→ **Your goal**
Pull out every line of the records that contains the word "woman" and copy each one.

→ **The records**
-----

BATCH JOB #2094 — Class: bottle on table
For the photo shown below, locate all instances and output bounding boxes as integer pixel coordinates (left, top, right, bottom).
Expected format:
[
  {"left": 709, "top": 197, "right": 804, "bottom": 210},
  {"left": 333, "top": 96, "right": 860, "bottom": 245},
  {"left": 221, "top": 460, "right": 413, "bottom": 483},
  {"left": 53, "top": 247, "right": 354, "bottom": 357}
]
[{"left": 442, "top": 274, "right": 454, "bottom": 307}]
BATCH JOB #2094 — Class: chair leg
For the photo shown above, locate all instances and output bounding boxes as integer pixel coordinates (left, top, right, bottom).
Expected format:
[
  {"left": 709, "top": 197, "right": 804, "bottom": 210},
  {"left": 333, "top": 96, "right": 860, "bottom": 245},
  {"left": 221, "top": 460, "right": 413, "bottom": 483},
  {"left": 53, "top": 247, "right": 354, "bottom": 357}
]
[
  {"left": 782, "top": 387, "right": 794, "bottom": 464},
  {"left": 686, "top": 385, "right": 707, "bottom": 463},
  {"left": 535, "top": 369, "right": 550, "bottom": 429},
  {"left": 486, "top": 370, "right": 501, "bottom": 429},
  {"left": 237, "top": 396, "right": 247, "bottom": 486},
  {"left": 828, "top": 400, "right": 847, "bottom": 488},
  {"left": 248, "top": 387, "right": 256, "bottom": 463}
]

-----

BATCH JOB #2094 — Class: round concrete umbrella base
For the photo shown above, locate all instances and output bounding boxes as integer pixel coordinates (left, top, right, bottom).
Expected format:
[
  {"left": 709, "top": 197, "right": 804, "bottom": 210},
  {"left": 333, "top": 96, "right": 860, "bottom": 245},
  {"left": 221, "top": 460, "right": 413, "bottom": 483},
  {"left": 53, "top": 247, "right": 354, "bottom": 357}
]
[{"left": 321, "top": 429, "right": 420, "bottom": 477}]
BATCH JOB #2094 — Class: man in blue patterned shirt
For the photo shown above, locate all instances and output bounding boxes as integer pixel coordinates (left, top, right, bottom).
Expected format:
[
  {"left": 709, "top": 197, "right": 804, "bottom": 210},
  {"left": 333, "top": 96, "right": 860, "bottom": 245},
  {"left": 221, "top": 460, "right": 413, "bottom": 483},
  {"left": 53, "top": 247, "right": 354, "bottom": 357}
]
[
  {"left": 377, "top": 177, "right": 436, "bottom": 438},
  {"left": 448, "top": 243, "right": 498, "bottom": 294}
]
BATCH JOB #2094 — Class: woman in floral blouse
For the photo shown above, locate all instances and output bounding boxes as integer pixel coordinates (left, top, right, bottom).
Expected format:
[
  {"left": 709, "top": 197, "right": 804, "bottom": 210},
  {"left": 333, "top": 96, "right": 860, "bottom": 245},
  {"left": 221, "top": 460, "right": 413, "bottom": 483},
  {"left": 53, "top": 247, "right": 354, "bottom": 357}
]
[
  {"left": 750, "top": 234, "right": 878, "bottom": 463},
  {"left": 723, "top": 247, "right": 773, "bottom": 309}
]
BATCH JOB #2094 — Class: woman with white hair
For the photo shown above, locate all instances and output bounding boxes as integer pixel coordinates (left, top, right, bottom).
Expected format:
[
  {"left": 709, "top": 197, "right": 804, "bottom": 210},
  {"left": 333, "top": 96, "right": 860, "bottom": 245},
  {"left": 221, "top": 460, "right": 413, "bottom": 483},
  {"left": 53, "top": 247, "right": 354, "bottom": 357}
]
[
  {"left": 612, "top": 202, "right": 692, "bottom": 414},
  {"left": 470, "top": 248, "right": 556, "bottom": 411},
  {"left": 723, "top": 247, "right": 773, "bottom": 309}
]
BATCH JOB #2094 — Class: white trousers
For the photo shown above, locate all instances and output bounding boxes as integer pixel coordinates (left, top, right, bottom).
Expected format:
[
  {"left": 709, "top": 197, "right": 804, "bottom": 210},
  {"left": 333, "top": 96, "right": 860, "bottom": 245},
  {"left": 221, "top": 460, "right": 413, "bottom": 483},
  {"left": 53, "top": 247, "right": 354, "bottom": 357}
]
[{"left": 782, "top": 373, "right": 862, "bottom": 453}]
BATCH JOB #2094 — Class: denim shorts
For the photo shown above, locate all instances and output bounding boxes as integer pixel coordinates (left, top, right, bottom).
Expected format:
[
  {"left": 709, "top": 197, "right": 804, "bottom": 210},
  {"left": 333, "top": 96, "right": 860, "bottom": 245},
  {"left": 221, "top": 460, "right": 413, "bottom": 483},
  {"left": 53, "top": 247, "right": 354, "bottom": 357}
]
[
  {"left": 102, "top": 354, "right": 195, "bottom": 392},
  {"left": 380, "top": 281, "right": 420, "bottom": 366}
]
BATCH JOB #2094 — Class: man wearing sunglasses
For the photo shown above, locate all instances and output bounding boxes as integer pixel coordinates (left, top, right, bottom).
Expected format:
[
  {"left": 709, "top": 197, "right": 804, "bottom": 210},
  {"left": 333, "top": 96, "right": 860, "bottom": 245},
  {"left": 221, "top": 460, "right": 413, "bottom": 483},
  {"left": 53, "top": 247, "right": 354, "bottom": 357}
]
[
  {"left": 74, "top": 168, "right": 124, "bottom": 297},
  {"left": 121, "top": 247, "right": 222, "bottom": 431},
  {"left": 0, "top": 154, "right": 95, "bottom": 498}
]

-----

→ **Full answer**
BATCH JOB #2094 — Class: woman in floral blouse
BATCH JOB #2094 — Class: woman with white hair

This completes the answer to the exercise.